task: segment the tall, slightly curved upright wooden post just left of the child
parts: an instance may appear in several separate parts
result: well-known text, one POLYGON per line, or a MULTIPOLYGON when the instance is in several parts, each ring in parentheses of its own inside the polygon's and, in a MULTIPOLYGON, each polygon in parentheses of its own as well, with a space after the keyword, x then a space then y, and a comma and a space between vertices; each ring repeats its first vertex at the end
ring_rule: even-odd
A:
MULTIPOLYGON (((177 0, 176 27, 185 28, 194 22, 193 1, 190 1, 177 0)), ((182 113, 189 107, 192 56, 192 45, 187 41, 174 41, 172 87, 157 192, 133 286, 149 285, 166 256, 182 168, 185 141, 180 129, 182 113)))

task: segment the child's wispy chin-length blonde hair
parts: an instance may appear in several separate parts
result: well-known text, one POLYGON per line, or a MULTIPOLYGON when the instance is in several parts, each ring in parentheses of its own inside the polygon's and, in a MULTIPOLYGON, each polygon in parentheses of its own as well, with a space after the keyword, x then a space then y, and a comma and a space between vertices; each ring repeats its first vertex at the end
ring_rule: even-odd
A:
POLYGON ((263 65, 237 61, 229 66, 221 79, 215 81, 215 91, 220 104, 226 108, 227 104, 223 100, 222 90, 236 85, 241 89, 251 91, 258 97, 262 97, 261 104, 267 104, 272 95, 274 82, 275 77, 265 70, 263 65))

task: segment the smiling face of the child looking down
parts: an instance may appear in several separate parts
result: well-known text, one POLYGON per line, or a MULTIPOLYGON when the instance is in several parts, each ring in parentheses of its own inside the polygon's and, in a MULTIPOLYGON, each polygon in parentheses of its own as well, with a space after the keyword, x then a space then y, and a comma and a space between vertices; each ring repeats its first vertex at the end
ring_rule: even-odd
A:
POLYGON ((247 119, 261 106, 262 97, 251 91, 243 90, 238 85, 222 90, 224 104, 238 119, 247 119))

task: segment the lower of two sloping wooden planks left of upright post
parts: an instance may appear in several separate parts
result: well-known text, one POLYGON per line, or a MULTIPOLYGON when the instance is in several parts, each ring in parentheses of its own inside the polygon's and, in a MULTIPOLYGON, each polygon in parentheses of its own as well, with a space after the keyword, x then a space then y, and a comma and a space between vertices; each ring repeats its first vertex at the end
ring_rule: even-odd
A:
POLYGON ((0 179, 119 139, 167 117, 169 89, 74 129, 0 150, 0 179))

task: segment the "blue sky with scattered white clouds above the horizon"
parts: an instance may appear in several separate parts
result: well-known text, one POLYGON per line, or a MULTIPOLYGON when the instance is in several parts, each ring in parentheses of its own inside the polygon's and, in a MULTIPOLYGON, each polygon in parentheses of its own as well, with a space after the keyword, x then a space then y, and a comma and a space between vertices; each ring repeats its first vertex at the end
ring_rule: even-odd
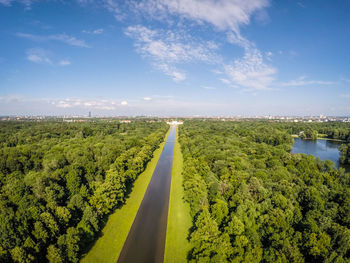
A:
POLYGON ((350 116, 348 0, 0 0, 0 115, 350 116))

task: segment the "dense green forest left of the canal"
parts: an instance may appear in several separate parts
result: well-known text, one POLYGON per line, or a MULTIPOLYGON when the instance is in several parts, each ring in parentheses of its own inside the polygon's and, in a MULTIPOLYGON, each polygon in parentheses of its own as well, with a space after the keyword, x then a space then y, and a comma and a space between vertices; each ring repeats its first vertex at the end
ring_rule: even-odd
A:
POLYGON ((0 262, 77 262, 167 130, 0 122, 0 262))

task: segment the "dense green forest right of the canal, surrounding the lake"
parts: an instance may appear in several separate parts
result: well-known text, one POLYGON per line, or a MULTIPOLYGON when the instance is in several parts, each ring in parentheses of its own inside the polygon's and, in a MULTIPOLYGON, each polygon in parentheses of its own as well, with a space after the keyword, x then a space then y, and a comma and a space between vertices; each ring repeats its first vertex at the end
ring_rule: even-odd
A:
POLYGON ((190 262, 350 262, 350 174, 290 153, 307 128, 349 141, 337 123, 184 122, 190 262))

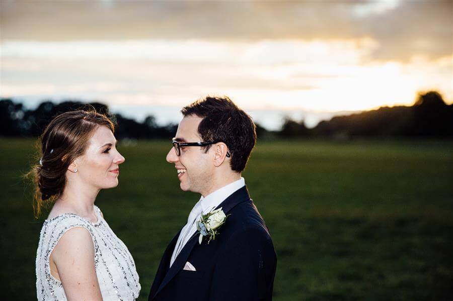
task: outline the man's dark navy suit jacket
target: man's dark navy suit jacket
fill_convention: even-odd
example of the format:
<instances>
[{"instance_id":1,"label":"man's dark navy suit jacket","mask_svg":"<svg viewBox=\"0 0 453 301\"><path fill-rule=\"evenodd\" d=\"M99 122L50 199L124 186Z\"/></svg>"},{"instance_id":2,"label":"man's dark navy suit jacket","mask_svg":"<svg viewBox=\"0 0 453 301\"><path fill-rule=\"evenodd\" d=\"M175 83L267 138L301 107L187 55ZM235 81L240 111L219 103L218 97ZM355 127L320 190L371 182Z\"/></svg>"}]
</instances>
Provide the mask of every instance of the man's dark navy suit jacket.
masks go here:
<instances>
[{"instance_id":1,"label":"man's dark navy suit jacket","mask_svg":"<svg viewBox=\"0 0 453 301\"><path fill-rule=\"evenodd\" d=\"M226 222L215 240L201 245L192 236L172 267L170 258L178 240L164 252L149 292L150 300L271 300L277 266L272 239L246 187L226 198ZM189 261L196 271L183 270Z\"/></svg>"}]
</instances>

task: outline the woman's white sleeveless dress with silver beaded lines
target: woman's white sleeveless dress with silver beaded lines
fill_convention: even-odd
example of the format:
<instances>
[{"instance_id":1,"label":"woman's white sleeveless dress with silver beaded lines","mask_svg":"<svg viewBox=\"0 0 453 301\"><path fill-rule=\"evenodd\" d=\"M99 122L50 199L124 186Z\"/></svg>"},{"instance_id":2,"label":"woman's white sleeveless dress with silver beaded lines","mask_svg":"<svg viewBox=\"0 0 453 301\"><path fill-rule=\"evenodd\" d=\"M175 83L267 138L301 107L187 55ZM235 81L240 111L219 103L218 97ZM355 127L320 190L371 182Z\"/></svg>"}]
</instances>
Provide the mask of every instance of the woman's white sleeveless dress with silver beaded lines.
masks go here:
<instances>
[{"instance_id":1,"label":"woman's white sleeveless dress with silver beaded lines","mask_svg":"<svg viewBox=\"0 0 453 301\"><path fill-rule=\"evenodd\" d=\"M36 252L38 300L66 300L63 285L50 274L49 258L61 236L69 229L83 227L93 239L95 267L102 298L134 300L140 293L135 263L126 245L113 233L95 206L96 223L75 214L62 214L44 221Z\"/></svg>"}]
</instances>

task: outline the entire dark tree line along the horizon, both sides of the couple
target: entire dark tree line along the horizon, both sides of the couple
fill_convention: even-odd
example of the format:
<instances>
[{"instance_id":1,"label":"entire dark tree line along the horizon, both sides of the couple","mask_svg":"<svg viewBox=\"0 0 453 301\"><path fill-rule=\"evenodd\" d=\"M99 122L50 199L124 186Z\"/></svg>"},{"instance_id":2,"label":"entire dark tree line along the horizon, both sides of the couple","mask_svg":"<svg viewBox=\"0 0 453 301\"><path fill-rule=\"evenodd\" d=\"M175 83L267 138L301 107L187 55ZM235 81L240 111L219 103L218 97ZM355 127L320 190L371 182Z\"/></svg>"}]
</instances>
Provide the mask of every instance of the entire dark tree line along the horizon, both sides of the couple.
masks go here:
<instances>
[{"instance_id":1,"label":"entire dark tree line along the horizon, both sides of the couple","mask_svg":"<svg viewBox=\"0 0 453 301\"><path fill-rule=\"evenodd\" d=\"M84 108L94 108L108 115L118 125L118 139L168 139L173 137L177 124L159 126L156 118L147 116L143 122L126 118L121 114L110 114L109 108L101 103L65 101L55 104L42 102L36 109L27 110L11 98L0 100L0 136L36 137L56 115ZM260 138L310 138L325 137L349 139L356 137L431 137L453 138L453 105L446 105L436 91L419 94L412 106L382 107L348 116L333 117L321 121L310 129L305 122L286 118L279 131L268 131L257 124Z\"/></svg>"}]
</instances>

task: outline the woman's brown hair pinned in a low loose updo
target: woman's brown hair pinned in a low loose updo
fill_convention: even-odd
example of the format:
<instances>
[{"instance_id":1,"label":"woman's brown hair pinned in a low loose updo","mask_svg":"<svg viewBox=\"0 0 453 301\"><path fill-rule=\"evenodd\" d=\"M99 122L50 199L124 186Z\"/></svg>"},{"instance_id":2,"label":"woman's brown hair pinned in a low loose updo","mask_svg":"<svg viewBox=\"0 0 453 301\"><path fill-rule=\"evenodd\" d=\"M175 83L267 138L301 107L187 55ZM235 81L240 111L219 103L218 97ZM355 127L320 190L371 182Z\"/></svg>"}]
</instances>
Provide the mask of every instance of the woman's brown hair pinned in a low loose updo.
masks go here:
<instances>
[{"instance_id":1,"label":"woman's brown hair pinned in a low loose updo","mask_svg":"<svg viewBox=\"0 0 453 301\"><path fill-rule=\"evenodd\" d=\"M44 206L52 204L61 195L66 185L67 168L85 153L98 126L106 126L115 132L113 122L94 109L62 113L47 125L38 141L41 160L26 175L36 186L36 218Z\"/></svg>"}]
</instances>

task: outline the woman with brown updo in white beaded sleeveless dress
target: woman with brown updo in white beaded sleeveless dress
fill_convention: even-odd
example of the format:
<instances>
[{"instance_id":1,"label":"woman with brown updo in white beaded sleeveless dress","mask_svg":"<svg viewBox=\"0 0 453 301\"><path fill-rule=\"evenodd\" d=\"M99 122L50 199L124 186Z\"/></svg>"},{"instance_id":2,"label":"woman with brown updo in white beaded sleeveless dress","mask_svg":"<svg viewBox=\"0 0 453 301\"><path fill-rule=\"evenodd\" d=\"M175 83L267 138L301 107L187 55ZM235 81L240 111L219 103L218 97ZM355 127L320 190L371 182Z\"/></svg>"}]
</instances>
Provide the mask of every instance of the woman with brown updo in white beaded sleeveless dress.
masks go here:
<instances>
[{"instance_id":1,"label":"woman with brown updo in white beaded sleeveless dress","mask_svg":"<svg viewBox=\"0 0 453 301\"><path fill-rule=\"evenodd\" d=\"M118 185L124 157L114 125L96 112L72 111L53 119L41 136L42 158L29 173L35 211L53 207L36 254L39 300L133 300L140 283L135 263L94 205L103 188Z\"/></svg>"}]
</instances>

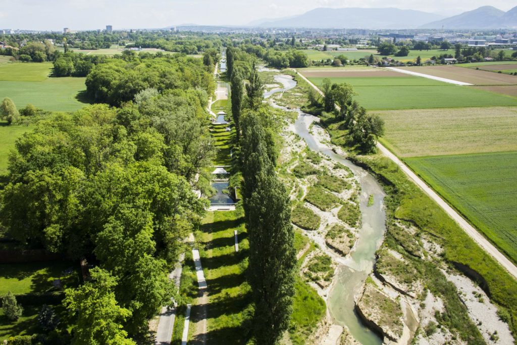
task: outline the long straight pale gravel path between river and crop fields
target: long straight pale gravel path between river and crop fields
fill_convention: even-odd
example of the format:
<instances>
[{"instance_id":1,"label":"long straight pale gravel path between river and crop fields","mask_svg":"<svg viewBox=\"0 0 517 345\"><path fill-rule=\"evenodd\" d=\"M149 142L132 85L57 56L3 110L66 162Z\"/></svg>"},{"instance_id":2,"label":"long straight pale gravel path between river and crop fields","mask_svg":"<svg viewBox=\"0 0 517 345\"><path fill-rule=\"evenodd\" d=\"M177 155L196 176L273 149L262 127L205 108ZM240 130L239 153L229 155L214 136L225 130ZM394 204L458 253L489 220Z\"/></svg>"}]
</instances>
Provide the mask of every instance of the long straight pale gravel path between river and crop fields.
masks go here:
<instances>
[{"instance_id":1,"label":"long straight pale gravel path between river and crop fields","mask_svg":"<svg viewBox=\"0 0 517 345\"><path fill-rule=\"evenodd\" d=\"M296 71L298 76L300 76L303 80L305 80L309 85L311 85L318 93L324 95L323 92L316 87L313 83L309 81L309 79L305 78ZM430 76L432 77L432 76ZM425 184L420 177L418 177L411 169L409 169L406 164L404 164L397 156L391 153L386 147L384 147L381 143L377 143L378 149L389 159L391 159L394 163L396 163L402 171L415 182L422 190L428 194L428 196L433 199L440 207L444 209L444 211L452 218L458 225L469 235L474 241L483 248L492 258L494 258L501 266L506 268L506 270L515 278L517 278L517 266L515 266L507 257L504 256L492 243L490 243L482 234L480 234L472 225L470 225L458 212L456 212L447 202L445 202L438 194L431 189L427 184Z\"/></svg>"}]
</instances>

■ ■ ■

◆ **Work task**
Please filter the listing down to lines that include the word "wooden".

◆ **Output for this task**
task: segment the tall, slightly curved upright wooden post just left of the child
task: segment the lower of two sloping wooden planks left of upright post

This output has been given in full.